### Description of the task
Repeat every line below exactly as it reads.

[Records from a data collection]
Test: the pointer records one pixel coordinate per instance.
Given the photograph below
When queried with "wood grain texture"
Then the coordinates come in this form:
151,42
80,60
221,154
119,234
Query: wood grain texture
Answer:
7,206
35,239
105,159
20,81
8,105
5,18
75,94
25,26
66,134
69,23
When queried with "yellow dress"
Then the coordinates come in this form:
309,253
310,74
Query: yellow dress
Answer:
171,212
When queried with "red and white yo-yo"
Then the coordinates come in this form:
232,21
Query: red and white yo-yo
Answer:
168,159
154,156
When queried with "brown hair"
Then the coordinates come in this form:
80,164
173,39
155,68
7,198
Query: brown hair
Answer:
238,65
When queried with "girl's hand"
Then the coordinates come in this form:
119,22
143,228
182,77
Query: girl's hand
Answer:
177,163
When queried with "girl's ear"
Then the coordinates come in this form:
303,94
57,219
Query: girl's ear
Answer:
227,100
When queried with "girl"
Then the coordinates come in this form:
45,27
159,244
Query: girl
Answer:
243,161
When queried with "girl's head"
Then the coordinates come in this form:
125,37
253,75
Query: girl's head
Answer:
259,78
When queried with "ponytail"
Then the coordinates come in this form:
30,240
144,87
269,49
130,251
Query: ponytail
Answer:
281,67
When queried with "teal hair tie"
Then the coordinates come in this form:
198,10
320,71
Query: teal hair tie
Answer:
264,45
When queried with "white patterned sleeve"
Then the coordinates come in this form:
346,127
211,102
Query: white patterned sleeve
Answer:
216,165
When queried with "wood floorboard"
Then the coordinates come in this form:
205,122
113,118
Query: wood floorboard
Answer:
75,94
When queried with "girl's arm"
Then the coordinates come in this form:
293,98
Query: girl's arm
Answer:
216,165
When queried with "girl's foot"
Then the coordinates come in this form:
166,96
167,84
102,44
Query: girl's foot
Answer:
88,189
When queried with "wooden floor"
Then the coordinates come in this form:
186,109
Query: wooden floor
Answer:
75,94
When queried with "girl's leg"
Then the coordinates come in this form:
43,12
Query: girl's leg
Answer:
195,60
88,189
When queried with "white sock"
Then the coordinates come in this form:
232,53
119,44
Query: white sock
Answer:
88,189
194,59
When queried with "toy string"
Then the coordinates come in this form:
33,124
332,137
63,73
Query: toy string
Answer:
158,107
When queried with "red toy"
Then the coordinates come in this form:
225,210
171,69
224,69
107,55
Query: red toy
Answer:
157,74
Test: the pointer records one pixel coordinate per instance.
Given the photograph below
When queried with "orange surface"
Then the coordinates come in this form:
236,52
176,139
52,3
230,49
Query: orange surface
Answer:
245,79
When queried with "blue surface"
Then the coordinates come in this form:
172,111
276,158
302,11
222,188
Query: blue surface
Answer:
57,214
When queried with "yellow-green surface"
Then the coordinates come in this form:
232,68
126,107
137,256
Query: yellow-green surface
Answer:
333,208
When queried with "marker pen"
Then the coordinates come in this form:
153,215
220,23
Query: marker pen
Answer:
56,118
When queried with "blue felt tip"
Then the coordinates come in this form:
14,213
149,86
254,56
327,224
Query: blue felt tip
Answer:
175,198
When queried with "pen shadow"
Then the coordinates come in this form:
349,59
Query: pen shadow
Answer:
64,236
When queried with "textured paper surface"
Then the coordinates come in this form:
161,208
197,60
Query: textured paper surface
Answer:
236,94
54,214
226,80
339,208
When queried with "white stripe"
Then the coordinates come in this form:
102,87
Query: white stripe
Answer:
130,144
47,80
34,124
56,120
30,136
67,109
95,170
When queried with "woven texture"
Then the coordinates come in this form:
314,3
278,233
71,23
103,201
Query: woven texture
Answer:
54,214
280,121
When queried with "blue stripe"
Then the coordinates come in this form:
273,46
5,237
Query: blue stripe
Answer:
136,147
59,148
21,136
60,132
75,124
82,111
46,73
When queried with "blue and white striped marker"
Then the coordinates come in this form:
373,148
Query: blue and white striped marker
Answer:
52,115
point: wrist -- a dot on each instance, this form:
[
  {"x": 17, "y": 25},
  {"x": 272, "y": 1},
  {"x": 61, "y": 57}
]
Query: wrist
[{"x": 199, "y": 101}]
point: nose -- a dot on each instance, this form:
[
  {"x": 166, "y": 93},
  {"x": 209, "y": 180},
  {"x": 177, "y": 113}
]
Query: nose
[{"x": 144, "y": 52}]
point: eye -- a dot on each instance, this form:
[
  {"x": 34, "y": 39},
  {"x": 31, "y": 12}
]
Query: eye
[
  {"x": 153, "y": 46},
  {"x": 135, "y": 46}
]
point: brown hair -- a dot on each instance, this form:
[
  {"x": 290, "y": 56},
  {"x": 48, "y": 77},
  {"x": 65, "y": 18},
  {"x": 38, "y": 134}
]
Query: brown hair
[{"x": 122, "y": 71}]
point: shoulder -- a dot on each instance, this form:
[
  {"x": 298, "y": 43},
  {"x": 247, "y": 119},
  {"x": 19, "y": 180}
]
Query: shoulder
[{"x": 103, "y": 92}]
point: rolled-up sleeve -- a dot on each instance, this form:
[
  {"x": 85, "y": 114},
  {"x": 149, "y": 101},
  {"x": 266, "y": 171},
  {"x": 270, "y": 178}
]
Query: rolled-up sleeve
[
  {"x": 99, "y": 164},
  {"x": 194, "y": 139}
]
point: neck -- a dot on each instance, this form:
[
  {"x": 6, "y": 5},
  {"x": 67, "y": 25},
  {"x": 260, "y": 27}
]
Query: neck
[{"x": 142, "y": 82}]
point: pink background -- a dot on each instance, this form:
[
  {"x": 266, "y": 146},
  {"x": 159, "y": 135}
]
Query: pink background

### Worked solution
Test: the pointer records one pixel coordinate per instance.
Given the photograph below
When queried with "wood grain texture"
Then the coordinates come in this form:
151,42
80,60
221,154
119,234
Query: wood grain texture
Answer:
7,206
35,239
105,159
20,81
8,105
5,18
75,94
25,26
66,134
69,23
When queried with "yellow dress"
Then the coordinates come in this form:
309,253
310,74
Query: yellow dress
Answer:
171,212
When queried with "red and white yo-yo"
Then the coordinates come in this form:
232,21
Query: red and white yo-yo
Answer:
168,159
154,156
When queried with "brown hair"
Then the coordinates come in this form:
80,164
173,39
155,68
7,198
Query: brown hair
Answer:
238,65
When queried with "girl's hand"
Then the coordinates come in this form:
119,22
143,228
182,77
Query: girl's hand
Answer:
177,163
When queried with "girl's ear"
Then the coordinates come in this form:
303,94
57,219
Query: girl's ear
Answer:
227,100
When queried with "girl"
Then the coordinates come in this form:
45,27
159,244
Query: girl
Answer:
243,161
When queried with "girl's head"
Then the coordinates come in this form:
125,37
253,75
Query: girl's head
Answer:
259,78
When queried with "ponytail"
Then the coordinates come in this form:
30,240
144,87
269,49
130,251
Query: ponytail
Answer:
281,67
When queried with "teal hair tie"
Then the coordinates come in this form:
198,10
320,71
Query: teal hair tie
Answer:
264,45
When queried with "white patterned sleeve"
Then the coordinates come in this form:
346,127
211,102
Query: white patterned sleeve
Answer:
216,165
When queried with "wood floorboard"
Then the coordinates come in this form:
205,122
113,118
Query: wood floorboard
Answer:
75,94
When queried with "girl's arm"
Then the coordinates come in this form:
293,98
Query: girl's arm
Answer:
216,165
When queried with "girl's foot"
Then the coordinates come in this form:
166,96
167,84
102,44
Query: girl's foot
Answer:
88,189
When queried with "wooden floor"
Then the coordinates come in this form:
186,109
Query: wooden floor
Answer:
75,94
When queried with "girl's leg"
Then the coordinates come in this form:
43,12
Query: girl's leg
Answer:
195,60
88,189
When queried with "white sock"
Then the coordinates come in this form:
232,53
119,44
Query: white sock
Answer:
88,189
194,59
When queried with "toy string"
Then the coordinates come in this form:
33,124
332,137
63,73
Query: toy string
Answer:
158,107
When queried with "red toy"
Then the coordinates come in this form:
225,210
171,69
224,69
107,55
Query: red toy
Answer:
157,74
Test: the pointer records one pixel coordinate per instance.
Given the photograph below
When queried with "orange surface"
Then the coordinates come in this form:
236,52
176,139
52,3
230,49
Query: orange surface
Answer:
245,79
When queried with "blue surface"
Then the coordinates come in this form:
172,111
276,158
302,11
222,188
Query: blue surface
Answer:
57,214
When queried with "yellow-green surface"
Then the coordinates come in this form:
232,68
126,107
137,256
Query: yellow-green surface
Answer:
333,208
When queried with "marker pen"
Then the coordinates come in this form:
153,215
220,23
Query: marker pen
Answer:
56,118
When queried with "blue felt tip"
Then the coordinates come in this form:
14,213
149,86
254,56
327,224
Query: blue felt tip
Answer:
175,198
When queried with "pen shadow"
Then the coordinates come in this form:
349,59
Query: pen shadow
Answer:
64,236
When queried with "textured paper surface"
Then the coordinates come in this form:
161,208
197,60
Query: textured paper surface
Answer:
236,94
54,214
226,80
339,208
When queried with "white stripe"
Then the coordinates come in this form:
102,87
Query: white stripe
Answer:
130,144
47,80
34,124
56,120
30,136
67,109
95,170
When queried with "woven texture"
Then the coordinates come in this form:
314,3
278,233
71,23
103,201
Query: woven texture
Answer:
54,214
280,121
When queried with "blue stripe"
Then the coordinates come in this form:
273,46
5,237
Query: blue stripe
Answer:
136,147
59,148
21,136
60,132
75,124
82,111
46,73
When queried with "blue and white striped marker"
Then the coordinates come in this form:
373,148
Query: blue and white striped marker
Answer:
52,115
point: wrist -- a dot on each instance, this form:
[
  {"x": 17, "y": 25},
  {"x": 272, "y": 1},
  {"x": 61, "y": 57}
]
Query: wrist
[{"x": 199, "y": 101}]
point: nose -- a dot on each instance, this form:
[
  {"x": 166, "y": 93},
  {"x": 209, "y": 180},
  {"x": 177, "y": 113}
]
Query: nose
[{"x": 144, "y": 52}]
point: eye -- a dot on each instance, this form:
[
  {"x": 34, "y": 39},
  {"x": 31, "y": 12}
]
Query: eye
[
  {"x": 153, "y": 46},
  {"x": 135, "y": 46}
]
point: brown hair -- a dot on each instance, this form:
[
  {"x": 290, "y": 56},
  {"x": 48, "y": 77},
  {"x": 65, "y": 18},
  {"x": 38, "y": 134}
]
Query: brown hair
[{"x": 122, "y": 71}]
point: shoulder -- a dot on each instance, this form:
[
  {"x": 298, "y": 43},
  {"x": 247, "y": 119},
  {"x": 19, "y": 180}
]
Query: shoulder
[{"x": 103, "y": 92}]
point: rolled-up sleeve -- a dot on each instance, this form:
[
  {"x": 85, "y": 114},
  {"x": 149, "y": 101},
  {"x": 266, "y": 171},
  {"x": 270, "y": 178}
]
Query: rolled-up sleeve
[
  {"x": 99, "y": 164},
  {"x": 194, "y": 139}
]
point: neck -- a dot on each instance, this form:
[
  {"x": 6, "y": 5},
  {"x": 67, "y": 25},
  {"x": 260, "y": 27}
]
Query: neck
[{"x": 142, "y": 82}]
point: pink background -- a dot on each instance, this form:
[
  {"x": 266, "y": 146},
  {"x": 159, "y": 135}
]
Query: pink background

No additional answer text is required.